### Ziele
a – Zählen Sie alle Wege auf, auf denen die EU laut Bierdel im Interview über Lampedusa an den Elendsverhältnissen in Afrika beteiligt ist.
b – Führen Sie das Interview über Lampedusa nach seinem letzten Satz fort.

### Textauszug
++++
"Europa setzt auf schauerliche Abwehrstrategien"

Montag, 14. Februar 2011 um 21:51 - futziwolf
Interview zur Flüchtlingslage
Das Flüchtlingsdrama auf der italienischen Insel Lampedusa ist als Abschreckung politisch gewollt, wie der Vorsitzende des Menschenrechtsvereins borderline-europe, Bierdel, meint. Im Interview mit tagesschau.de prangert er das Vorgehen der EU an und fordert ein Umdenken in der Flüchtlingspolitik. >>> tagesschau.de

tagesschau.de:
Wie beurteilen Sie die aktuelle Lage auf Lampedusa?

Elias Bierdel:
Uns überrascht es nicht, dass jetzt verstärkt Boote kommen. Es ist
vollkommen klar, dass nach dem Ende des bisherigen Schreckensregimes in
Tunesien auch zusammenbricht, was die EU mit den
Mittelmeer-Anrainerländern ausgehandelt hat - nämlich, dass sie
gefälligst für uns die Grenzen dicht machen.
Auf Lampedusa herrscht zurzeit Chaos, was auch politisch gewollt
ist seitens der italienischen Regierung. Sonst hätte sie umgehend die
dort bereitstehenden Einrichtungen öffnen können. Es gibt hier eine
Strategie der Abschreckung. Man versucht, Menschen in eine unwürdige
Situation hineinlaufen zu lassen, um andere davon abzuhalten, es ihnen
gleichzutun. Das ist nur ein Teil der Abwehrstrategien Europas, aber ein
besonders schauerlicher.

"Wilde Horden sind eine europäische Wahrnehmung"

tagesschau.de: Ist denn der Zusammenbruch des Regimes der Hauptgrund für den Flüchtlingsstrom?

Bierdel:
Ich würde den Begriff "Flüchtlingsstrom" so nicht benutzen. Es ist
eine europäische Wahrnehmung, dass da wilde Horden sitzen, die nur
darauf warten, hier herüberzukommen. Es gibt in der Tat einen
Auswanderungsdruck, und der steigt auch über die Jahre. Für mich wäre
der richtige Schritt, darüber nachzudenken, wie weit auch europäische
Staaten und die EU Fluchtgründe schaffen.
Die EU ist speziell in Afrika unmittelbar am Fortdauern der
dortigen Elendsverhältnisse beteiligt. Zum einen durch äußerst unfaire
Handelsbeziehungen, wo Preise gezahlt werden, die weit unter den
Welthandelspreisen liegen. Zum anderen kippen wir unsere
Überschussproduktion auf die Märkte. Das ist vor allem in Westafrika der
Fall, wo subventionierte Lebensmittel der EU, die man früher hier
vernichten musste, dort so billig auf die Märkte gelangen, dass sie die
Strukturen der einheimischen Landwirtschaft zerstören. Zudem überfischen
wir die Gewässer vor der westafrikanischen Küste, so dass die Menschen
dort einfach keine Fische mehr fangen können.
++++
### Datenauszug
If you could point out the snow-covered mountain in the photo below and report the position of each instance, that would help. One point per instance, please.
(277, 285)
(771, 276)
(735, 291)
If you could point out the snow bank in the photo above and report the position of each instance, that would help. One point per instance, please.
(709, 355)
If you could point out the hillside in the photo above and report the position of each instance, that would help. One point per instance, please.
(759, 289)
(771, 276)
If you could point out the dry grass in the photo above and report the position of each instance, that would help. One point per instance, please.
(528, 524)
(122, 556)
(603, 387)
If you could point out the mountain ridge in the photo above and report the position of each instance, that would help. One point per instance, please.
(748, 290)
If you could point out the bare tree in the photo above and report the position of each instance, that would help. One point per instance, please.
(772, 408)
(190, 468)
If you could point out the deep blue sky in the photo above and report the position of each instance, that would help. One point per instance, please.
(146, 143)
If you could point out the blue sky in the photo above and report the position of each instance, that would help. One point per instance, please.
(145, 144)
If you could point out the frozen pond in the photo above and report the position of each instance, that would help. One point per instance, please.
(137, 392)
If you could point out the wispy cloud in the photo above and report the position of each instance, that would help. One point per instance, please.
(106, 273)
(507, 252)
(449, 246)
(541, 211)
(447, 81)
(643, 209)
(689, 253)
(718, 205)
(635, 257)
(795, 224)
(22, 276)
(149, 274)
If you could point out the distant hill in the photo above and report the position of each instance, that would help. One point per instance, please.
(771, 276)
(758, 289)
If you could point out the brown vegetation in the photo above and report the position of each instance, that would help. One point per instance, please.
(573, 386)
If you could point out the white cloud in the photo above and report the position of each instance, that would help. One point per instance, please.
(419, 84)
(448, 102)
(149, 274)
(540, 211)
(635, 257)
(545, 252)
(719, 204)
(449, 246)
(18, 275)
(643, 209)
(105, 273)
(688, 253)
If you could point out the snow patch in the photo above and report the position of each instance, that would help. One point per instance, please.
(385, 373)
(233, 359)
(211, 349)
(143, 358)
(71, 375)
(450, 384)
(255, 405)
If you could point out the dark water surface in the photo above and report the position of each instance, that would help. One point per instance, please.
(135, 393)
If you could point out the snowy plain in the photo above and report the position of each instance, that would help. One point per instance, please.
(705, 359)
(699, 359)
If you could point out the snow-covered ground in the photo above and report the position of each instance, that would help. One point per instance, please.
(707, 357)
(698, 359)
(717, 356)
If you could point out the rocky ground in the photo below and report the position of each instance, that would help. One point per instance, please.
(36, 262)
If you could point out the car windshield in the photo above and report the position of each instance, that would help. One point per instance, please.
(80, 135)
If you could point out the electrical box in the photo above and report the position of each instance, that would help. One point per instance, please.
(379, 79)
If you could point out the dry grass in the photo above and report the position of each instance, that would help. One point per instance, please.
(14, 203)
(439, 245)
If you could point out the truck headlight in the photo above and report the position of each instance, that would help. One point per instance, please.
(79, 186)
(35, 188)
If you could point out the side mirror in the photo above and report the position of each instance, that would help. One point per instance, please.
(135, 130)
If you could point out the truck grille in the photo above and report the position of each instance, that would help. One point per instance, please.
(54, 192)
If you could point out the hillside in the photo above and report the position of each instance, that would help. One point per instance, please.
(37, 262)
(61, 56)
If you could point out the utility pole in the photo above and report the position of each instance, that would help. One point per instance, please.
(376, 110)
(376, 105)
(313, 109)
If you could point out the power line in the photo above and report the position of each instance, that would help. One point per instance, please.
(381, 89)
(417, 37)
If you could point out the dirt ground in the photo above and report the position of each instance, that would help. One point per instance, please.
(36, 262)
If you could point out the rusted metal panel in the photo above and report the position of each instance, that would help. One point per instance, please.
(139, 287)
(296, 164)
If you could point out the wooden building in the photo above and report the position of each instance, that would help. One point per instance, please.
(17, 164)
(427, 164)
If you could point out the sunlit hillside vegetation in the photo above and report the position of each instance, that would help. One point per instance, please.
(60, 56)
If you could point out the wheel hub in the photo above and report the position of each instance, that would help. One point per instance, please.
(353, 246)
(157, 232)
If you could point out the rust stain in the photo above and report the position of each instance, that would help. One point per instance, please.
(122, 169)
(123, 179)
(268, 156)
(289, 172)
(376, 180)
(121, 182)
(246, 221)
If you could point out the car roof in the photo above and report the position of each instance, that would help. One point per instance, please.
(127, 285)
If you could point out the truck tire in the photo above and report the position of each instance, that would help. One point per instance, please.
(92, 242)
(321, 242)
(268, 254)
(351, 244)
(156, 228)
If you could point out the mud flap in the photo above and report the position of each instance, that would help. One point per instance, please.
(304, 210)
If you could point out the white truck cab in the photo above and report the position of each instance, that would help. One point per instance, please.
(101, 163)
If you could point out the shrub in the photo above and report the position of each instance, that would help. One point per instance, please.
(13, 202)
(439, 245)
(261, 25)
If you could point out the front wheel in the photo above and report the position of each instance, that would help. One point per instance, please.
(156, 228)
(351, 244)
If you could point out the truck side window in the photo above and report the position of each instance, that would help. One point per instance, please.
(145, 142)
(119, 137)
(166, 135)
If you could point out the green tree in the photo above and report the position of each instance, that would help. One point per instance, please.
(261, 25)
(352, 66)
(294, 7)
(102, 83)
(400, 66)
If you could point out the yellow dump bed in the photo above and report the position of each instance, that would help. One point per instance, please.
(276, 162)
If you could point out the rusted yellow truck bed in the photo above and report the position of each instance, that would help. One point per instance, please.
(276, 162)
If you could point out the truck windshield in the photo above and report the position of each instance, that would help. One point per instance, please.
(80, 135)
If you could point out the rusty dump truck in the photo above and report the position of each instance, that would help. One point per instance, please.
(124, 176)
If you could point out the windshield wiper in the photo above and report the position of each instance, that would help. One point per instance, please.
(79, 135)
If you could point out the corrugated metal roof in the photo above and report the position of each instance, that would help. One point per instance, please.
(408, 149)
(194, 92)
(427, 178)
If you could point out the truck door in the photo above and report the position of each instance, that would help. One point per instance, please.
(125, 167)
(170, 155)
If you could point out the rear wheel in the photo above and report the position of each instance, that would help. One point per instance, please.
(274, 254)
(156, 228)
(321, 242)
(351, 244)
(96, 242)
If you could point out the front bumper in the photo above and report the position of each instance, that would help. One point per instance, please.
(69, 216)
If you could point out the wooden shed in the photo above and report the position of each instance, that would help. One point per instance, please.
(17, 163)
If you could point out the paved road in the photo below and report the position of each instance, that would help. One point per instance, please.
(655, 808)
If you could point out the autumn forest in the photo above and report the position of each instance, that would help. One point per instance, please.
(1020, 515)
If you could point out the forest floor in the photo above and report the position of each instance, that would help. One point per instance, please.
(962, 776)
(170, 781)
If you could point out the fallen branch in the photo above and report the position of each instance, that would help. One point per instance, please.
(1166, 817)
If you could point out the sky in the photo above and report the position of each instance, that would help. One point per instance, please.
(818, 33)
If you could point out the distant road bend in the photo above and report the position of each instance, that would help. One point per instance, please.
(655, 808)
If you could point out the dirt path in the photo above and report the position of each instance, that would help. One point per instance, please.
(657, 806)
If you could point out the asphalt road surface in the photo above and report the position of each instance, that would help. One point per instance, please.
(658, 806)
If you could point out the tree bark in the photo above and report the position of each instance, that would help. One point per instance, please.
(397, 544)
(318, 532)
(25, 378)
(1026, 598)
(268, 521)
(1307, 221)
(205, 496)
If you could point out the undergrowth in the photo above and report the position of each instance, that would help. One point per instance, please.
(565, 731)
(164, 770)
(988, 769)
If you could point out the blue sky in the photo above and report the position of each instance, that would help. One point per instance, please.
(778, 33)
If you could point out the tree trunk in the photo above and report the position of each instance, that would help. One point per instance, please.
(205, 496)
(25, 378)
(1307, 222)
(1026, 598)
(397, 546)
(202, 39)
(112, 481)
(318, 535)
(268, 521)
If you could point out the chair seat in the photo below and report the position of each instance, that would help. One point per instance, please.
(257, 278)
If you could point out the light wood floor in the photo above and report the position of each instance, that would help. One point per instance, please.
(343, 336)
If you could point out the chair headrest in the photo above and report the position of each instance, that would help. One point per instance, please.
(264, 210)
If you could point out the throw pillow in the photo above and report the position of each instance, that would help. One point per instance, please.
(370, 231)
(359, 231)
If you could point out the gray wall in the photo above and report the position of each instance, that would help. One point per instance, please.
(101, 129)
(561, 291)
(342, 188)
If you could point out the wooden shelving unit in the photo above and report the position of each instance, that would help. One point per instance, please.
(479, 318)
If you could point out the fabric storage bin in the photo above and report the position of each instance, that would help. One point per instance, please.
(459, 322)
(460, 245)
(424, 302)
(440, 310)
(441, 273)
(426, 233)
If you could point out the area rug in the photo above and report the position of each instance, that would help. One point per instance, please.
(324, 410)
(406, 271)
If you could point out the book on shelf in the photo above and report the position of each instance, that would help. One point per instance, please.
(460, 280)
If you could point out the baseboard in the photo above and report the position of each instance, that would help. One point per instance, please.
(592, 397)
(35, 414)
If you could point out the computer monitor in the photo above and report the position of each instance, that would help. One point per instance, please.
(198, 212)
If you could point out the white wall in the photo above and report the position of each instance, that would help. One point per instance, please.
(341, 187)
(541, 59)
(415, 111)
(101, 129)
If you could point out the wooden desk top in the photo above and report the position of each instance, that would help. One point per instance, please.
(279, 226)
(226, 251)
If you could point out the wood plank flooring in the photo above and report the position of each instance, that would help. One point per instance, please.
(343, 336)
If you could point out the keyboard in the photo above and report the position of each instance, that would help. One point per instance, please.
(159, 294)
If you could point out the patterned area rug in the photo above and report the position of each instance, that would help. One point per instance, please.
++++
### Antworten je Aufgabe
a –
- Äußerst unfaire Handelsbeziehungen mit Preisen, die weit unter den Welthandelspreisen liegen
- Das Abkippen der Überschussproduktion auf die Märkte, vor allem in Westafrika, wo subventionierte Lebensmittel der EU so billig ankommen, dass sie die Strukturen der einheimischen Landwirtschaft zerstören
- Das Überfischen der Gewässer vor der westafrikanischen Küste, sodass die Menschen dort keine Fische mehr fangen können

b –
Und am Ende kommt
nun auch noch der Klimawandel auf bestimmte Zonen Afrikas zu. Da müssen
wir uns doch fragen: Wer ist dafür verantwortlich? Ganz sicherlich nicht
der afrikanische Kontinent, der nicht einmal mit fünf Prozent an der
Emission von Treibhausgasen beteiligt ist. Wir müssen uns fragen: Wie
gehen wir nun um mit denen, die einen Anteil am Reichtum der Welt suchen
oder die in ihren Heimatregionen nicht mehr bleiben können, weil wir
sie dort vertrieben haben?

"Die europäische Politik steht kurz vor dem Offenbarungseid"

tagesschau.de: Wie geht die EU denn bislang damit um?

Bierdel
: Sie übt massiven Druck auf die
Mittelmeer-Anrainer im Süden aus, um sie dazu zu zwingen, uns diese
vermeintliche Last vom Hals zu halten. Die EU und speziell Italien haben
es sich viel Geld kosten lassen, zu verhindern, dass Menschen ihre
Ursprungsländer verlassen. Wenn man dieses menschenrechtlich äußerst
sensible Feld in die Hand gibt von Leuten wie dem libyschen Staatschef
Muammar al Gaddafi, dann darf man sich nicht wundern, wenn Menschen in
irgendwelchen Foltercamps verschwinden, dort vergewaltigt oder
erschlagen werden.
Die europäische Politik steht kurz vor dem
Offenbarungseid, wenn sie einen libyschen Diktator zu ihrem
Menschenrechtsbeauftragten an der Südgrenze ernennt. Der
EU-Afrika-Gipfel vor wenigen Monaten in Tripolis hat nochmal gezeigt,
dass Gaddafi rund 30 Milliarden Euro für seine Dienste an der Südgrenze
haben möchte, und es steht zu befürchten, dass er die auch bekommen
wird. Ich halte das für eine schändliche Vereinbarung.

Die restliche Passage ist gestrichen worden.